## begin RECORDS SHOWN

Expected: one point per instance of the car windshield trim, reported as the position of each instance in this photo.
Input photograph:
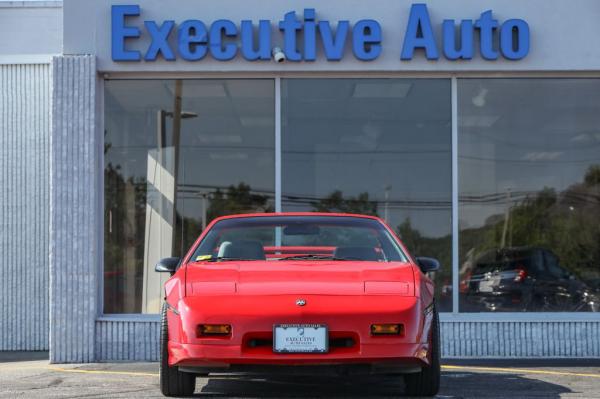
(301, 237)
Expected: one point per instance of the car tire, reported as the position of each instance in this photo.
(427, 382)
(172, 381)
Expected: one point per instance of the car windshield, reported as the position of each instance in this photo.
(277, 238)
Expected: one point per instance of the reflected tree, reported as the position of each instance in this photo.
(237, 199)
(335, 202)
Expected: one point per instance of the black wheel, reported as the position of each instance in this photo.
(427, 382)
(172, 381)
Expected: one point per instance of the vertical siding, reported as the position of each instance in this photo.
(25, 121)
(74, 221)
(519, 339)
(127, 340)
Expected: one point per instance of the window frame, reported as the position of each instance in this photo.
(454, 315)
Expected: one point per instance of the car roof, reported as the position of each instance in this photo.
(296, 214)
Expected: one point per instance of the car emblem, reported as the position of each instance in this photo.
(300, 302)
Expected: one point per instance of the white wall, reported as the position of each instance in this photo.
(30, 27)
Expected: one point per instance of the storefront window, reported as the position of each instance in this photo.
(206, 146)
(529, 189)
(373, 146)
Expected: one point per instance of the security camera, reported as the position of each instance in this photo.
(278, 55)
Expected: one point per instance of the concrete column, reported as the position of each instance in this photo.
(75, 217)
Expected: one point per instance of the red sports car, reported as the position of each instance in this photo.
(299, 291)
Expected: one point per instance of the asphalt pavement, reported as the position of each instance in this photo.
(22, 376)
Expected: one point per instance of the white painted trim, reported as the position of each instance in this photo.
(278, 144)
(30, 4)
(348, 74)
(455, 268)
(136, 318)
(16, 59)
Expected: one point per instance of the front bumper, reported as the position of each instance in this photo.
(348, 320)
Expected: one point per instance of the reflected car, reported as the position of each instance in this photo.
(524, 279)
(308, 293)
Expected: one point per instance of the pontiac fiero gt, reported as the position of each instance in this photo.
(297, 292)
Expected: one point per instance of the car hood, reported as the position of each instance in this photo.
(299, 277)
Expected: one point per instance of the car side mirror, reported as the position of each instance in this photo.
(167, 265)
(428, 264)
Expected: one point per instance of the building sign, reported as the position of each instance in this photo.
(193, 40)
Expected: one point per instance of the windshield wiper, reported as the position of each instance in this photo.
(307, 257)
(314, 257)
(227, 258)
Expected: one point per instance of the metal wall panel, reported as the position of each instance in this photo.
(127, 340)
(138, 340)
(25, 121)
(74, 220)
(521, 339)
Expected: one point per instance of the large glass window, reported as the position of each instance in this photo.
(529, 177)
(178, 153)
(373, 146)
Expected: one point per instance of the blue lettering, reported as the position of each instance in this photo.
(465, 49)
(220, 28)
(289, 26)
(120, 32)
(487, 25)
(160, 37)
(419, 34)
(334, 46)
(264, 40)
(310, 35)
(366, 40)
(509, 50)
(192, 39)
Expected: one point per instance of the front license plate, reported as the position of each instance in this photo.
(489, 284)
(300, 338)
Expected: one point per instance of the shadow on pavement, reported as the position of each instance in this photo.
(454, 385)
(14, 356)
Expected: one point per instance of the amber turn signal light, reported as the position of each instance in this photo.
(213, 329)
(387, 329)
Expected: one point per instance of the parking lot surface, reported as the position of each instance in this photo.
(484, 379)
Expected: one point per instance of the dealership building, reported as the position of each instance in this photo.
(471, 127)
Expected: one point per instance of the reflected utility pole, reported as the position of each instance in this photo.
(506, 219)
(386, 196)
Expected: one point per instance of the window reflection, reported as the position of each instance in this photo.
(529, 177)
(377, 147)
(178, 153)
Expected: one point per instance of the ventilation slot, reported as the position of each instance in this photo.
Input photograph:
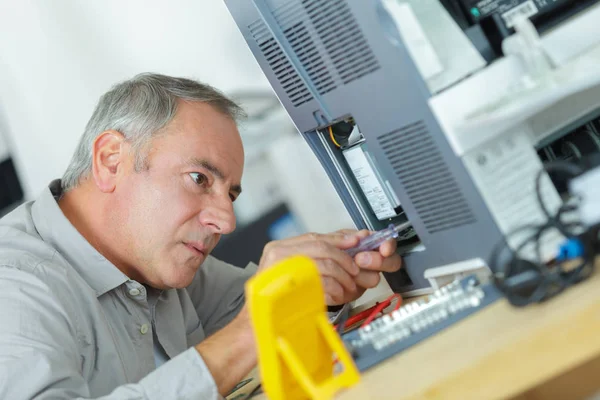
(287, 76)
(342, 38)
(419, 166)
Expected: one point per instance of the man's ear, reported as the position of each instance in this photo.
(108, 156)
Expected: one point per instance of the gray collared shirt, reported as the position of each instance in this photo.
(73, 326)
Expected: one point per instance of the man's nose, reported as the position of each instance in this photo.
(219, 217)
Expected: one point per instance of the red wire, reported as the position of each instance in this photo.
(370, 313)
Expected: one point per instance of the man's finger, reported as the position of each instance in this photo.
(326, 249)
(392, 264)
(367, 279)
(330, 269)
(388, 248)
(334, 293)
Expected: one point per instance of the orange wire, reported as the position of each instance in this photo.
(332, 138)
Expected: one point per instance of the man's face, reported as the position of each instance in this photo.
(175, 211)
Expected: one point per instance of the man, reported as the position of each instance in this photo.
(107, 288)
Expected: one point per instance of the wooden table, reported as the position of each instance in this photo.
(548, 351)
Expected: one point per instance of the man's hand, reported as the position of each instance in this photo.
(344, 278)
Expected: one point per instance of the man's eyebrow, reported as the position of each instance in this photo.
(215, 171)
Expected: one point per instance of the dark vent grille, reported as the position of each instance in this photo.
(287, 76)
(320, 33)
(342, 38)
(425, 176)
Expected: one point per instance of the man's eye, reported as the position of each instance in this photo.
(198, 178)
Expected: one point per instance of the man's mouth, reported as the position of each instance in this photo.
(196, 248)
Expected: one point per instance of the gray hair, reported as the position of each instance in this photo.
(139, 108)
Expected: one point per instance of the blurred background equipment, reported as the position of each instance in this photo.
(11, 192)
(416, 117)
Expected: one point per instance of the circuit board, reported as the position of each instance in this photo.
(418, 321)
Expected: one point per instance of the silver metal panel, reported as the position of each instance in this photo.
(389, 103)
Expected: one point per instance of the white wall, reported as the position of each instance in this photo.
(58, 57)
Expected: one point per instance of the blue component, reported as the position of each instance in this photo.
(572, 248)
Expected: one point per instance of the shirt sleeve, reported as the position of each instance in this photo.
(40, 358)
(217, 292)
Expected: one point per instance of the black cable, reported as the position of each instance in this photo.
(524, 282)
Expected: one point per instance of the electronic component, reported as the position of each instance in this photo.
(376, 239)
(461, 161)
(418, 321)
(382, 201)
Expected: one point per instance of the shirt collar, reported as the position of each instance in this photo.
(56, 230)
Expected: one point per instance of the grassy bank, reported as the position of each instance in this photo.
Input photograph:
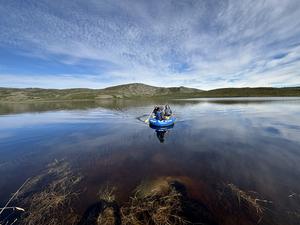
(136, 90)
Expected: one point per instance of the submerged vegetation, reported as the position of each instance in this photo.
(53, 197)
(135, 91)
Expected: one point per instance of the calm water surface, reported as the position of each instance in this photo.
(253, 143)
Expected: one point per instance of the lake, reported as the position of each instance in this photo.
(249, 145)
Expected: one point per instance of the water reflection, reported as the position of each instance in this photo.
(252, 144)
(162, 132)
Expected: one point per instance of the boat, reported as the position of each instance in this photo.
(162, 123)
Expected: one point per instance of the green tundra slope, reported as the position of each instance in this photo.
(135, 90)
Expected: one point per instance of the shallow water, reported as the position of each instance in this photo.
(253, 143)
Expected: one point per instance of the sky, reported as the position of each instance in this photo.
(204, 44)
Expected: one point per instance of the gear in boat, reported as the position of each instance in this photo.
(162, 117)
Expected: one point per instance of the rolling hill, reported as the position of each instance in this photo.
(136, 90)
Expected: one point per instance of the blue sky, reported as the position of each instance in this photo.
(196, 43)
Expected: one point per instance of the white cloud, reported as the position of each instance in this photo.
(205, 44)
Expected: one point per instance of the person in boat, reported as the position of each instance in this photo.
(158, 113)
(167, 111)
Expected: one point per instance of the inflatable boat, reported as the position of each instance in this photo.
(162, 123)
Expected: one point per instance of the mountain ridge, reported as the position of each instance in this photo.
(137, 90)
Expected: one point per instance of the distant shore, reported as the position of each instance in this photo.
(138, 91)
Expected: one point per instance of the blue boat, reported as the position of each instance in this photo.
(162, 123)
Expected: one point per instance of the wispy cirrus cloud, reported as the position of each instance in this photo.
(205, 44)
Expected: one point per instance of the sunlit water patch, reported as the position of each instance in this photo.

## end RECORDS SHOWN

# THE PROBLEM
Pictures stay out; repeat all the rest of the records exactly.

# FULL RESPONSE
Expected: one point per instance of the car windshield trim, reported as the position of each instance in this photo.
Input photograph:
(301, 237)
Expected: one point per instance of the car tire, reported as the position of each instance in this photo.
(427, 382)
(172, 381)
Expected: one point per instance of the car windshield, reported as the position of each instance in this photo.
(277, 238)
Expected: one point per instance of the reflected tree, reported as the position of each instance in this photo.
(237, 199)
(335, 202)
Expected: one point per instance of the black wheel, reported as the position of each instance in this photo.
(427, 382)
(172, 381)
Expected: one point per instance of the vertical siding, reported as the position of each instance in this photo.
(25, 121)
(74, 221)
(519, 339)
(127, 340)
Expected: one point per instance of the window frame, reported as the position of each instance in this photo.
(454, 315)
Expected: one point per instance of the car roof, reported as the position of each instance in this photo.
(296, 214)
Expected: one point per instance of the car emblem, reported as the position of each instance in this photo.
(300, 302)
Expected: one point per instance of the white wall, reported as the position of each instance in this photo.
(30, 27)
Expected: one point per instance of the storefront window, reported as the position of each instance in this photo.
(206, 146)
(529, 189)
(373, 146)
Expected: one point per instance of the security camera, reported as the position of each instance in this photo.
(278, 55)
Expected: one point per instance of the concrete column, reported as the position of each instance in this photo.
(75, 217)
Expected: one point per instance of the red sports car, reported as the position of each instance in this photo.
(299, 291)
Expected: one point per instance of the asphalt pavement, reported as the position of each instance in this photo.
(22, 376)
Expected: one point per instance of the white painted trim, reported as the position of each instance in this photo.
(278, 144)
(30, 4)
(348, 74)
(455, 268)
(136, 318)
(16, 59)
Expected: one point per instance of the front bumper, reported as the position of each instance in this photo.
(348, 320)
Expected: one point per instance of the reflected car, reported as the position of each instance in this photo.
(524, 279)
(308, 293)
Expected: one point per instance of the pontiac fiero gt, reported as the position of each instance in this photo.
(297, 292)
Expected: one point per instance of the car hood, reported as the position of each instance in this photo.
(299, 277)
Expected: one point per instance of the car side mirror, reported as the position of each instance in this photo.
(167, 265)
(428, 264)
Expected: one point per instance of the building sign, reported as the position of each instance in this photo.
(193, 40)
Expected: one point per instance of the windshield wiper, reported as the position of each instance in this photo.
(307, 257)
(314, 257)
(227, 258)
Expected: one point per instance of the metal wall panel, reported as the position of each instance in this photo.
(127, 340)
(138, 340)
(25, 121)
(74, 220)
(521, 339)
Expected: one point per instance of the large glass window, reported as the position of each instance in this photo.
(529, 177)
(178, 153)
(373, 146)
Expected: one point per instance of the blue lettering, reported as the position of each instance in this photo.
(465, 49)
(220, 28)
(289, 26)
(120, 32)
(487, 25)
(160, 37)
(419, 34)
(334, 46)
(264, 40)
(310, 35)
(366, 40)
(509, 50)
(192, 39)
Expected: one point per instance of the front license plate, reported as the position of each instance in this photo.
(489, 284)
(300, 338)
Expected: one point per instance of the shadow on pavement, reported as the position of each instance in this photo.
(454, 385)
(14, 356)
Expected: one point per instance of the amber turn signal light, reported as the position of each instance in this photo.
(213, 329)
(387, 329)
Expected: one point per instance of the parking lot surface, reported as the position of each instance in this photo.
(484, 379)
Expected: one point per instance of the dealership building, reported as the position of each instance in this photo.
(471, 127)
Expected: one point per instance of the reflected utility pole, reported as the position of each instance in this photo.
(506, 219)
(386, 196)
Expected: one point per instance of the window reflection, reported as the position of each instance in this photo.
(529, 177)
(377, 147)
(178, 153)
Expected: one point per instance of the ventilation slot, reported as the position of each instance in this photo.
Input photograph:
(287, 76)
(342, 38)
(419, 166)
Expected: one point per instance of the man's ear, reported as the position of each instance in this photo.
(108, 156)
Expected: one point per instance of the gray collared shirt, reported as the position of each instance in this photo.
(73, 326)
Expected: one point per instance of the man's nose, reported as the position of each instance in this photo.
(219, 217)
Expected: one point per instance of the red wire, reported as the position of each instance in this photo.
(370, 313)
Expected: one point per instance of the man's finger, reported as the position of each instance in this photo.
(326, 249)
(392, 264)
(367, 279)
(330, 269)
(388, 248)
(334, 293)
Expected: one point per instance of the orange wire, reported as the position of each instance in this photo.
(332, 138)
Expected: one point per instance of the man's face, reported as the position of each instance in this photo.
(175, 211)
Expected: one point per instance of the man, reported as the position of each instance in this photo.
(107, 288)
Expected: one point per instance of the wooden table, reported as the position of each instance in this photo.
(548, 351)
Expected: one point per instance of the man's hand, reported as the position of each instance in this photo.
(344, 278)
Expected: one point per instance of the man's eyebrow, reported as the position of each instance in this photo.
(215, 171)
Expected: one point per instance of the dark vent grille, reported as the position of each instance in this photo.
(287, 76)
(320, 33)
(342, 38)
(425, 176)
Expected: one point per instance of the man's eye, reported as the position of each instance in this photo.
(198, 178)
Expected: one point per instance of the man's mouth, reported as the position of each instance in this photo.
(196, 248)
Expected: one point per instance of the gray hair, reported as the position of each instance in this photo.
(139, 108)
Expected: one point per instance of the blurred background equipment, reported as the position of each instance in this photo.
(11, 192)
(416, 117)
Expected: one point per instance of the circuit board, reported as the position of each instance in this photo.
(418, 321)
Expected: one point per instance of the silver metal panel, reported as the position of each instance in this photo.
(389, 103)
Expected: one point per instance of the white wall, reported as the position of each instance in this photo.
(58, 57)
Expected: one point per instance of the blue component, reported as the position of each instance in this photo.
(572, 248)
Expected: one point per instance of the shirt sleeve, reported as the position of each instance in this photo.
(40, 358)
(217, 292)
Expected: one point per instance of the black cable, reported as the position of each instance in this photo.
(524, 282)
Expected: one point per instance of the electronic component, reported as the position of each instance in this photo.
(376, 239)
(461, 161)
(418, 321)
(382, 201)
Expected: one point per instance of the shirt collar, reported as the position of each instance in this photo.
(56, 230)
Expected: one point per instance of the grassy bank, reported as the position of each instance in this photo.
Input photograph:
(136, 90)
Expected: one point per instance of the submerged vegetation, reported as the position of each instance in this photo.
(53, 197)
(135, 91)
Expected: one point per instance of the calm water surface, reported as the position of each instance in this photo.
(253, 143)
Expected: one point per instance of the lake, reported as the position of each instance in this photo.
(249, 145)
Expected: one point per instance of the water reflection, reported as the position of each instance in this photo.
(252, 144)
(162, 132)
Expected: one point per instance of the boat, reported as the position of each instance in this photo.
(162, 123)
Expected: one point per instance of the green tundra slope, reported as the position of each instance in this photo.
(135, 90)
Expected: one point per instance of the shallow water, reported as the position of each instance in this photo.
(253, 143)
Expected: one point per instance of the sky, reported as the position of each instance in this photo.
(204, 44)
Expected: one point per instance of the gear in boat, reported as the position of each instance in this photo.
(162, 117)
Expected: one point per instance of the rolling hill, reported as the position of each instance in this photo.
(136, 90)
Expected: one point per instance of the blue sky, reported as the position of each instance in this photo.
(196, 43)
Expected: one point per instance of the white cloud, reported as the position of each instance in this photo.
(205, 44)
Expected: one point per instance of the person in boat, reported as the position of each instance in this photo.
(158, 113)
(167, 111)
Expected: one point per instance of the inflatable boat, reported as the position of each instance in this photo.
(162, 123)
Expected: one point per instance of the mountain ridge, reported as the position of each instance in this photo.
(137, 90)
Expected: one point per instance of the distant shore, reported as the position of each instance in this photo.
(138, 91)
Expected: one point per instance of the blue boat, reported as the position of each instance in this photo.
(162, 123)
Expected: one point per instance of the wispy cirrus cloud, reported as the position of each instance in this photo.
(205, 44)
Expected: one point per instance of the sunlit water patch, reported as the position of each instance in this photo.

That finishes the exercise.